Exercise goal — Reproduce the entries that begin at the line containing "Can you spot the ruffle" and end with the line containing "x=944, y=171". Include both of those lines.

(Raw records)
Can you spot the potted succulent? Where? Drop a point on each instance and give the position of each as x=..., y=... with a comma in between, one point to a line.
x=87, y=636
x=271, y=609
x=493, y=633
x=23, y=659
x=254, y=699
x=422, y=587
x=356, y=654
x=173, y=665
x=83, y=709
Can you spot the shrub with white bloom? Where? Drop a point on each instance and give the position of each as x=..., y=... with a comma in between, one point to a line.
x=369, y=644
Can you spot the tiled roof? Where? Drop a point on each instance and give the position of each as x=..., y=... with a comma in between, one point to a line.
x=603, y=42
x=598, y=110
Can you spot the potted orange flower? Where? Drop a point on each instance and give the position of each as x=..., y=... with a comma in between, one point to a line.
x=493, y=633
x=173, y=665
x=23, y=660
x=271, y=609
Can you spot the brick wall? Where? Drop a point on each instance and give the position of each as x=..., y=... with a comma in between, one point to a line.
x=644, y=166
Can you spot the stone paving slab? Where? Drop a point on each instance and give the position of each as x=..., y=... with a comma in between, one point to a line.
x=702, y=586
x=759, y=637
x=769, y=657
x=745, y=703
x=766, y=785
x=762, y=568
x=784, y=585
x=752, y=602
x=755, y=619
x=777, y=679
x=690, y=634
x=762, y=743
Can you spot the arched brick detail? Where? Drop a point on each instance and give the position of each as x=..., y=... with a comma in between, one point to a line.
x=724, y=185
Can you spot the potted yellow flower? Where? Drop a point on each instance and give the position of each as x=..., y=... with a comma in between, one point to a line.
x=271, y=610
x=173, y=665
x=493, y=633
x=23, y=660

==

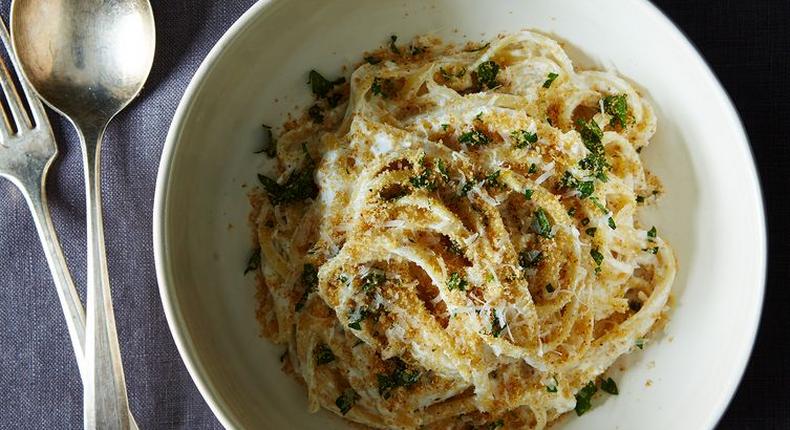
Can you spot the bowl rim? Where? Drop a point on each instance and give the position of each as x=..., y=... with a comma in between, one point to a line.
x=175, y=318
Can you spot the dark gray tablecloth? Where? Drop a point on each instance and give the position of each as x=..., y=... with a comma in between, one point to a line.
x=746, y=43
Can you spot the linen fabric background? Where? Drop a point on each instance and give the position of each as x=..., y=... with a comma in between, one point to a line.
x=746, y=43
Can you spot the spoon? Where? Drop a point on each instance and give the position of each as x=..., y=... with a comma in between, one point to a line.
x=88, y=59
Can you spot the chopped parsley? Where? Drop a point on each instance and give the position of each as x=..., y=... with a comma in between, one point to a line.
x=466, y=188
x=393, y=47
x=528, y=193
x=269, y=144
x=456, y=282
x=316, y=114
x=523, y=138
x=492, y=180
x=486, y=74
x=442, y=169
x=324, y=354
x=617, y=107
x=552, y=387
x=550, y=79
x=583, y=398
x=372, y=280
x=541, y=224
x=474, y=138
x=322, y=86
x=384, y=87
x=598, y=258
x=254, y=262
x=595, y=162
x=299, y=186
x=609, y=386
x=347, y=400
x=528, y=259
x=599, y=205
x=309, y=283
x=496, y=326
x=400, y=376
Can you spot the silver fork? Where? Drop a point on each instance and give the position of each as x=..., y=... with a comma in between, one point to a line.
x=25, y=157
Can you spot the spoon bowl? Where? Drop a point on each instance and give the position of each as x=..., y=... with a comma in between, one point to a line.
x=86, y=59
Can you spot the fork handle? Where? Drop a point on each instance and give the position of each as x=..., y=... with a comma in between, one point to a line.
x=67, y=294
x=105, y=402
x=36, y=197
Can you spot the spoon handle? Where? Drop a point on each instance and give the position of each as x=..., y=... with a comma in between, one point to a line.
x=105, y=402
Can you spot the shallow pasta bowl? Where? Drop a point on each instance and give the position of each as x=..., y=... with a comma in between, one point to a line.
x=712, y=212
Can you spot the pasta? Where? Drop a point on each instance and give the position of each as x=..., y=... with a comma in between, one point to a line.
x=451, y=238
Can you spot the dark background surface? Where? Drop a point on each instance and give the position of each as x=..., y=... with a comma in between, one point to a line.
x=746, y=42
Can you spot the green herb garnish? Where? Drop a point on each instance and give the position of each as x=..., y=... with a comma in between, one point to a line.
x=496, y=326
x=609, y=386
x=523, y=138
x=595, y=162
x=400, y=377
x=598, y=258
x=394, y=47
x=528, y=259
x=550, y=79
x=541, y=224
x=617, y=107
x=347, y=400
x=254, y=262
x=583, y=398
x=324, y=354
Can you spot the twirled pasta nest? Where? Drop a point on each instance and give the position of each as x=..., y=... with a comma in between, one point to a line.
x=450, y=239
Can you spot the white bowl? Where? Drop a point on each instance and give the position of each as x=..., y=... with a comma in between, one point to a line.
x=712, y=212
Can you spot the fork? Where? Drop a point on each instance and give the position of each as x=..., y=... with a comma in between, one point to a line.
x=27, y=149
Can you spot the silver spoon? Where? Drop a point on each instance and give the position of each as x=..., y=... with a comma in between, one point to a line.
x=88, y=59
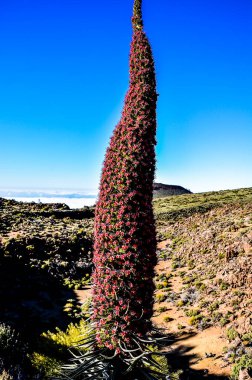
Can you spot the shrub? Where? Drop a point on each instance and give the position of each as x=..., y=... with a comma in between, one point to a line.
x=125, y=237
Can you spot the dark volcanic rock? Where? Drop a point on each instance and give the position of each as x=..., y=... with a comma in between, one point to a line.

* * *

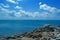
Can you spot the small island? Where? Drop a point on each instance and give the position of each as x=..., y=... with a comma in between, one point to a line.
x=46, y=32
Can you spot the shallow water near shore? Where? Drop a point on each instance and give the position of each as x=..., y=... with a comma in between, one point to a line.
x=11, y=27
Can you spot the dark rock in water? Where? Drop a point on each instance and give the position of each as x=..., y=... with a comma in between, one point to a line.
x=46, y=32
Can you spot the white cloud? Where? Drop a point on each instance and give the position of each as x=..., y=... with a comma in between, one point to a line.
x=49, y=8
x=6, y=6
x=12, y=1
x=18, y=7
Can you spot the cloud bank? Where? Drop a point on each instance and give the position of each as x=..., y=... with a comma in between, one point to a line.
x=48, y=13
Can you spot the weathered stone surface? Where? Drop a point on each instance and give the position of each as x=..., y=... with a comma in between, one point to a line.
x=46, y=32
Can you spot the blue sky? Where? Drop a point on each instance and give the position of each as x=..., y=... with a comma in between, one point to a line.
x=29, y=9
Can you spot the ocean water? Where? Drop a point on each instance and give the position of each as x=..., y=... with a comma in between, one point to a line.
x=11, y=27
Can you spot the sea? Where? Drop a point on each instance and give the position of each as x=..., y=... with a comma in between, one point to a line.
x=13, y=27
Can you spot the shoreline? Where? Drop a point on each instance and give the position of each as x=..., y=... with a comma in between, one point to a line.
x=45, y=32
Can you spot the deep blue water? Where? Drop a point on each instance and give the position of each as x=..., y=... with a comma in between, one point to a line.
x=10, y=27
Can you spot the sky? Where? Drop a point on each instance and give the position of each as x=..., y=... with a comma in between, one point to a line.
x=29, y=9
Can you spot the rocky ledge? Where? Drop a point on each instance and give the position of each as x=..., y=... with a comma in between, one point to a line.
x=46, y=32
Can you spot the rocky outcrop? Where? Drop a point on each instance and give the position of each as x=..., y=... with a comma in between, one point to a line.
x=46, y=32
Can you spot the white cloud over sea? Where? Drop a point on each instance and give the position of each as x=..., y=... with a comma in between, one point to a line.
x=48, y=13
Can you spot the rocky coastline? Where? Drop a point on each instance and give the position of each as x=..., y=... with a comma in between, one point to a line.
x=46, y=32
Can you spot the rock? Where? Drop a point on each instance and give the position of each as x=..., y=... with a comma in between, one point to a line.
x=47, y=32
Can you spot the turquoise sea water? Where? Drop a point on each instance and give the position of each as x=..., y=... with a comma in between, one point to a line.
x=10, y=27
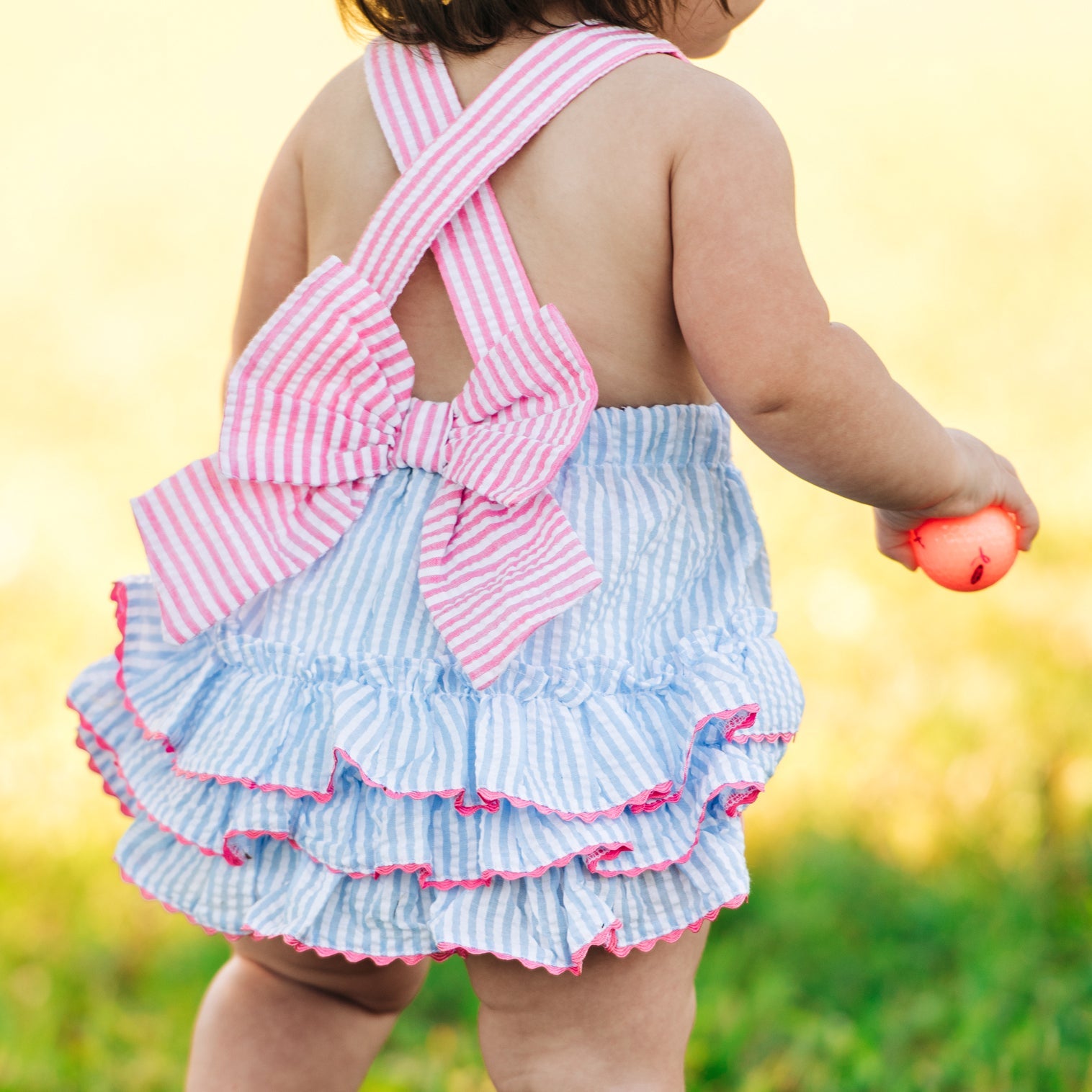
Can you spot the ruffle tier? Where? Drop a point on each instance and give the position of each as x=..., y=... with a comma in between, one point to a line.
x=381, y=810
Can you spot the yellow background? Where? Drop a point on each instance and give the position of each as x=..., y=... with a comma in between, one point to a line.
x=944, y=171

Exercise output —
Can you spot the ruffle tier? Where? Drop a point on each instance and give the position of each as x=..., y=... with a comma in between, one point to a line.
x=381, y=810
Can you spot the yellow background? Where? Drop a point on each instance and give the position of each as x=..., y=... with a comma in between, one point to a line.
x=944, y=171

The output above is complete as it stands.